[Point localization data]
____

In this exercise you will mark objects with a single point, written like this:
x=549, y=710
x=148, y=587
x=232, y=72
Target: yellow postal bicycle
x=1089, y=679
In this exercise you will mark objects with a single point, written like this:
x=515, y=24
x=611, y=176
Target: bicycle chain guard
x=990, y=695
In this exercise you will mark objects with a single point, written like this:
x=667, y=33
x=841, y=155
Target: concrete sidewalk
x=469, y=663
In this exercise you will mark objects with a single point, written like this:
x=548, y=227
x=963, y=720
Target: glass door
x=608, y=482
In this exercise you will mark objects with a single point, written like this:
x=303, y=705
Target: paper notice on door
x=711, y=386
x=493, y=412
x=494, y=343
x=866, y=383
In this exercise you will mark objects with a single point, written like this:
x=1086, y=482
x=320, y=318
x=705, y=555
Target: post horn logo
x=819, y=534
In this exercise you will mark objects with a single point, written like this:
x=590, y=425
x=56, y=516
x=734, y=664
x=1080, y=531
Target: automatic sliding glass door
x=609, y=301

____

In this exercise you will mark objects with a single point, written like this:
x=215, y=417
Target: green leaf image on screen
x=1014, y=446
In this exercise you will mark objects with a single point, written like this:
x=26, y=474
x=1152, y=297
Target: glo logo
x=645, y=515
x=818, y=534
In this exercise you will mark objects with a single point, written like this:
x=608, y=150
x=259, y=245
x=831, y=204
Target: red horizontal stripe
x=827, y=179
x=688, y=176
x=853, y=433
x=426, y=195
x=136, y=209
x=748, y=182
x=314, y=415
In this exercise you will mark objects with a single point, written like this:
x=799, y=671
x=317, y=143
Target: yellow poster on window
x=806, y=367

____

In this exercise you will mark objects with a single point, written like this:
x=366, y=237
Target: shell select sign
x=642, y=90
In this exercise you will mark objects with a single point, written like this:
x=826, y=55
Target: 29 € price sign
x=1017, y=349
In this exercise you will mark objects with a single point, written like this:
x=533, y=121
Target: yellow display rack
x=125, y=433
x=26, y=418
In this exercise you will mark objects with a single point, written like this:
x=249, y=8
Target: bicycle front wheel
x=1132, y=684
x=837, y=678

____

> **Task description**:
What is needed is a verbatim copy of every line in the records above from the one containing "x=259, y=245" down to the one containing "x=317, y=143", both included, and nothing more.

> **Reply to the exercise**:
x=259, y=245
x=831, y=204
Target: red horizontal stripe
x=827, y=179
x=688, y=176
x=853, y=433
x=426, y=195
x=136, y=209
x=748, y=182
x=314, y=415
In this exercise you will mark objects with a single point, written like this:
x=799, y=671
x=317, y=143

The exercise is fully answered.